### PAGE EXCERPT ###

The objective of this project is to analyze Amazon reviewer behavior, using a large dataset of Amazon reviews spanning from 1996 to 2018. The initial phases of this project revolved around map-reducing the Amazon reviews, in order to aggregate reviewer information. During the EDA stages, I mainly looked at how reviewer behavior changed based on how active they were. In the later stages of this project the main goal was to predict the average rating of a reviewer, given a 1-star review given by them.
Amazon products generally have uniqitous 4 and 5* reviews, and often times it is hard to know how good a product really is. I tend to look at the 1* reviews, to get a better understanding of what issues other customers had with the product. One thing I worry about though is that some users may just give low ratings across the board. I believe that 1* reviews from reviewers who generally give high ratings would be more informative than 1* reviews that come from generally negative reviewers.
Thanks to Jianmo Ni, from UCSD, for making this dataset public. The dataset is comprised of all Amazon reviews, given between 1996 and 2018. Individual reviews have: a reviewId, title, body, and rating given, as well as some other columns which I did not use in this project. The original dataset can be found here.
The biggest initial hurdle of this project was just processing the data, given it's sheer size. This was all run locally on my computer, so I had to make sure to write code that would run in a reasonable timeframe.
This initial mapping converted the numerical rating into a count column format, which would be easier to reduce in later stages.
In this stage, the mapped review information was reduced by reviewerID, resulting in a table with reviewerIDs, and the numbers of each ratings that they gave. Because of the high number of reviewers (~43m), only a chunk of them could be processed at a time. Multi-processing was used to further decrease the runtime, each handling a portion of this chunk. It took around 3 hours to reduce the ~230m reviews into ~43m rows of aggregated reviewer data.

### DATASET EXCERPT ###

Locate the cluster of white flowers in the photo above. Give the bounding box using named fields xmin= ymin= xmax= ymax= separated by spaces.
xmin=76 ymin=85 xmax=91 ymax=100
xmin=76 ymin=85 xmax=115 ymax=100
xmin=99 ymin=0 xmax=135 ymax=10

###

## [GIVEN TASK A]
Please quote the project write-up from "Thanks to Jianmo" to "a reasonable timeframe.".
## [GIVEN TASK B]
According to the project write-up, which years does the Amazon review dataset cover?
You won't need any of the data for this.

## [TASK RESPONSE A]
Thanks to Jianmo Ni, from UCSD, for making this dataset public. The dataset is comprised of all Amazon reviews, given between 1996 and 2018. Individual reviews have: a reviewId, title, body, and rating given, as well as some other columns which I did not use in this project. The original dataset can be found here.
The biggest initial hurdle of this project was just processing the data, given it's sheer size. This was all run locally on my computer, so I had to make sure to write code that would run in a reasonable timeframe.

## [TASK RESPONSE B]
1996 to 2018.